[Coordinate annotation records]
○ ○ ○

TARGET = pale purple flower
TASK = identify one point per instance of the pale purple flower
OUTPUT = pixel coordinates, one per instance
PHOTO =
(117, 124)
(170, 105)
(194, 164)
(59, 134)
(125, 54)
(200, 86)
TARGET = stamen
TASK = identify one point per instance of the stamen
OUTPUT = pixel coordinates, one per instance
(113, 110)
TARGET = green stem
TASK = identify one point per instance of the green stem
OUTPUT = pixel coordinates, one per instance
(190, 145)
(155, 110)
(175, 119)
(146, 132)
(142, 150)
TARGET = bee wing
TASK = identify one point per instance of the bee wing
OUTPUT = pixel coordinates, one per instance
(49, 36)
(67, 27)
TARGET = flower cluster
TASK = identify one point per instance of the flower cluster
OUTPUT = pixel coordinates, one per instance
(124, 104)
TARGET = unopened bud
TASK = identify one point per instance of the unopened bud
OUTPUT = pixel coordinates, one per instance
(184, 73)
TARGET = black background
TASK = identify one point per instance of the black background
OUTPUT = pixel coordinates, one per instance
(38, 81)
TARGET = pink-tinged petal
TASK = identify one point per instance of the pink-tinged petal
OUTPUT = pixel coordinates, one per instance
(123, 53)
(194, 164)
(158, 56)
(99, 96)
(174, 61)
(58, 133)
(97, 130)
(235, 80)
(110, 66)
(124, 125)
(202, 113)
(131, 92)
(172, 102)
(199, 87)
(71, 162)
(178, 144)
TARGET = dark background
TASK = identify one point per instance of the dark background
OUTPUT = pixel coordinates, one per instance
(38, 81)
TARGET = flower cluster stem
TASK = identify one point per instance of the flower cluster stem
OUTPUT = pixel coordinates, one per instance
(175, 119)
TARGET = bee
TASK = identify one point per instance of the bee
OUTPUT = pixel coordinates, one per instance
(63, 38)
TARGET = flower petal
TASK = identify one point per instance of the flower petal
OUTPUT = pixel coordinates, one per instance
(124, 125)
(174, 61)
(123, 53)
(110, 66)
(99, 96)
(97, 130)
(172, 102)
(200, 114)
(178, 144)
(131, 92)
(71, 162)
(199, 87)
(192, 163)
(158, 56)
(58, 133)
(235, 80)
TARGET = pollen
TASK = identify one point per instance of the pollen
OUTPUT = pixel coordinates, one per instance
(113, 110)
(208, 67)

○ ○ ○

== The exercise ==
Reproduce the listing above, replacing every "pixel coordinates" with "point coordinates" and leaving everything else unchanged.

== Solution for this task ==
TARGET = pale purple flower
TASK = identify one point per instance of the pale purple flower
OUTPUT = point coordinates, one per instance
PHOTO =
(117, 124)
(170, 105)
(194, 164)
(59, 134)
(125, 54)
(200, 86)
TARGET = stamen
TASK = identify one point per instance of the stamen
OUTPUT = point coordinates, one per instance
(113, 110)
TARGET = green stem
TASK = identify one point per instance of the green stem
OUTPUT = point coordinates, one per instance
(190, 145)
(155, 110)
(175, 119)
(146, 132)
(142, 150)
TARGET = bee wing
TASK = identify one point per instance of the bee wing
OUTPUT = point coordinates, one per instance
(49, 36)
(67, 27)
TARGET = flower cluster
TASK = identify one point per instance of the flower cluster
OUTPUT = point coordinates, one per instance
(124, 104)
TARGET = unopened bud
TASK = identify one point per instance of the unopened bud
OUTPUT = point coordinates, one per instance
(184, 73)
TARGET = black background
TASK = identify one point per instance of the black background
OUTPUT = point coordinates, one per instance
(38, 81)
TARGET = pink-tinged petal
TASK = identify one point per instance of the pink-tinged petal
OUTPUT = point coordinates, one per instance
(123, 53)
(194, 164)
(158, 56)
(99, 96)
(174, 61)
(58, 133)
(97, 130)
(235, 80)
(110, 66)
(124, 125)
(202, 113)
(131, 92)
(172, 102)
(199, 87)
(71, 162)
(178, 144)
TARGET = dark background
TASK = identify one point per instance of the dark background
OUTPUT = point coordinates, one per instance
(38, 81)
TARGET = flower cluster stem
TASK = identify one point per instance of the flower cluster stem
OUTPUT = point coordinates, one per instance
(175, 119)
TARGET = bee
TASK = identify one point per instance of the bee
OUTPUT = point coordinates, one per instance
(63, 38)
TARGET = flower petal
TASK = identify one point per instance of the flower petal
OUTPUT = point coordinates, one per instance
(124, 125)
(174, 61)
(123, 53)
(110, 66)
(99, 96)
(97, 130)
(172, 102)
(200, 114)
(178, 144)
(131, 92)
(71, 162)
(199, 87)
(192, 163)
(158, 56)
(58, 133)
(235, 80)
TARGET = pollen
TASK = identify one point per instance of the pollen
OUTPUT = point coordinates, one per instance
(113, 110)
(208, 67)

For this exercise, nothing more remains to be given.